BEGIN Text shown

Tech’s year of big endings

Illustration of a gravestone shaped like a cursor

Illustration: Sarah Grillo/Axios

The big noise in tech this year was the sound of trends dying and eras concluding.

The big picture: Tech’s 20-year run of mad growth, fueled for much of that time by easy money, came to a crashing halt in 2022 as the Federal Reserve raised interest rates to fight inflation.

  • That left large tech companies scrambling to lay off workers and startups desperately hoarding their remaining cash. The industry hadn’t seen anything like this since the turn-of-the-millennium’s dotcom bust.

The era of social media seemed to expire in front of our eyes, too.

  • TikTok’s dominance among younger users suggested an online future focused less on one’s personal network and more on content selected by a fiendishly efficient algorithm to snare your attention.
  • Facebook, now Meta, doubled down on a 3D metaverse future and restructured its news feed to be more like TikTok.

END Text shown
BEGIN Provided data

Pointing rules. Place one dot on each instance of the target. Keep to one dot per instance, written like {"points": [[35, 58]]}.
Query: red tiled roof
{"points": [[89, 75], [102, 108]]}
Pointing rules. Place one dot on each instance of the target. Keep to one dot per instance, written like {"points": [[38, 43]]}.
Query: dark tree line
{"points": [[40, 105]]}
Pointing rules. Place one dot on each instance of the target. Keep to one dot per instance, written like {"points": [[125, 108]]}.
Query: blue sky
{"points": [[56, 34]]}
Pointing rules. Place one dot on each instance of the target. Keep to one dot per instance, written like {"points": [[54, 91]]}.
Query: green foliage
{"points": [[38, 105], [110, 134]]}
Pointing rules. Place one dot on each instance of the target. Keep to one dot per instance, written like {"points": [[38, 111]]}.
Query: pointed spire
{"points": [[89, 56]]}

END Provided data

▸ **Goal of the exercise**
Continue the piece on tech's year of big endings from the point where it stops, keeping to its topic and style.

▸ **Exercise response**
  • Twitter sold itself to Elon Musk. As he fired more than half the company’s staff, many users held premature death vigils for a service they feared would abruptly crash — but Twitter’s end is more likely to come via a long, slow decline.

The techlash’s final throes also played out in 2022.

  • A long-term effort by the U.S. government to rein in tech’s giants started with thunderous Hill hearings and cries of “Break up Facebook!” five years ago and ended in legislative paralysis, with Congress failing to pass any significant new laws curtailing the tech industry’s power.
  • Fear of government action has probably checked some further consolidations of power by Google, Apple, Amazon, Meta and Microsoft. But regulatory lawsuits are slow and uncertain, and the companies’ war chests easily absorbed even hefty fines and legal fees.
  • The states and the Supreme Court could still make life hard for these giants. But overall, tech’s leaders continue to worry less about government action than about the rise of new competitors and mass changes in user behavior.

The cryptocurrency boom was another big tech trend that 2022 halted in its tracks.

  • Crypto’s “winter” began with the market collapse last spring and deepened with the implosion of FTX in the fall.
  • Bitcoin believers and blockchain enthusiasts still predict that another spring awaits this technology, but many observers see only more ruin ahead.

Of note: In this environment, even bedrock internet institutions suddenly look vulnerable.

  • Some saw a threat to the dominance of Google search in the rise of OpenAI’s ChatGPT bot.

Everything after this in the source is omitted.